DESCRIPTION OF THE TASK:
Please retype the listing, starting with its first line and going on through the line with "x=166, y=30".

MATERIALS PROVIDED:
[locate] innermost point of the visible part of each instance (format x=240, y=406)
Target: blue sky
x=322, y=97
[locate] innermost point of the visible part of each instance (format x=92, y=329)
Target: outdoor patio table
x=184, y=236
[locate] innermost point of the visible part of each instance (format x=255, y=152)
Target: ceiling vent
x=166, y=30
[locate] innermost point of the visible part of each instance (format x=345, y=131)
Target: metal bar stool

OUTPUT:
[locate] innermost point of the visible part of each instance (format x=240, y=406)
Target: blue sky
x=322, y=97
[locate] innermost point of the visible part of each instance (format x=92, y=329)
Target: outdoor patio table
x=184, y=236
[locate] innermost point of the visible part of each instance (format x=255, y=152)
Target: ceiling vent
x=166, y=30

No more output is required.